Stored data entries
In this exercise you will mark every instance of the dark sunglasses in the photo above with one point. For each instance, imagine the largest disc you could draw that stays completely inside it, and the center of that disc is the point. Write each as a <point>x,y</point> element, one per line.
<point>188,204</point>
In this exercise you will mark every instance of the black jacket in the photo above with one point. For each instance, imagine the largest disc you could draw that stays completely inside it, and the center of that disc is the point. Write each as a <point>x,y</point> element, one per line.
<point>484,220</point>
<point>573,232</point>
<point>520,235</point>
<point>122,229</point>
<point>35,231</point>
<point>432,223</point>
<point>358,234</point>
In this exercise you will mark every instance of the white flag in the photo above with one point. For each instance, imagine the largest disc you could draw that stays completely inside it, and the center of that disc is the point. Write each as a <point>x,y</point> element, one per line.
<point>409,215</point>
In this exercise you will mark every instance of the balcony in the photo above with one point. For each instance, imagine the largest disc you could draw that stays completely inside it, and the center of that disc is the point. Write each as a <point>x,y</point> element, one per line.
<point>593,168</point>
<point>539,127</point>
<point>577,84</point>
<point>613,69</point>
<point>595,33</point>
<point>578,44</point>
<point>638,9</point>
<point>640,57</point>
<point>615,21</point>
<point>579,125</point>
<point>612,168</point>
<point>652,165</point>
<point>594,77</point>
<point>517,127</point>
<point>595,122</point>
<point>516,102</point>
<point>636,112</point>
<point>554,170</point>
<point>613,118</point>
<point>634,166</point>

EXERCISE AIM.
Send back each record exactly, and include them all.

ANSWER.
In this exercise you will mark every instance of the dark sunglasses in the photo above with one point. For each instance, imagine the largest disc you could draw that stays completely inside it, and the center of that disc is the point. Write each as a <point>x,y</point> element, one per line.
<point>188,204</point>
In this exercise you will mark every instance of the black jacket in the photo above with one point. For each instance, imagine the largest disc you could draw that stays completely inside it, and the center of that disc is the point. Write each as a <point>x,y</point> element, one per line.
<point>484,220</point>
<point>573,232</point>
<point>520,235</point>
<point>122,229</point>
<point>35,231</point>
<point>432,223</point>
<point>358,234</point>
In this exercise you will mark every instance of the white flag in the photo above with one point. For each instance, imagine the largest disc you could draw that stays completely inside it, and the center of that disc is the point. Write each as a <point>x,y</point> element, one per line.
<point>409,215</point>
In this exercise you will mark every instance of the balcony in the photo above with one point. For each instance, imagine the largest disc you could draw that stays completely inside it, and the center of that disc is the point. Write each as a <point>x,y</point> element, one per line.
<point>593,168</point>
<point>539,127</point>
<point>577,84</point>
<point>613,69</point>
<point>595,33</point>
<point>578,44</point>
<point>638,9</point>
<point>640,57</point>
<point>615,21</point>
<point>579,125</point>
<point>612,168</point>
<point>652,165</point>
<point>594,77</point>
<point>517,127</point>
<point>595,122</point>
<point>516,102</point>
<point>636,112</point>
<point>554,170</point>
<point>613,118</point>
<point>634,166</point>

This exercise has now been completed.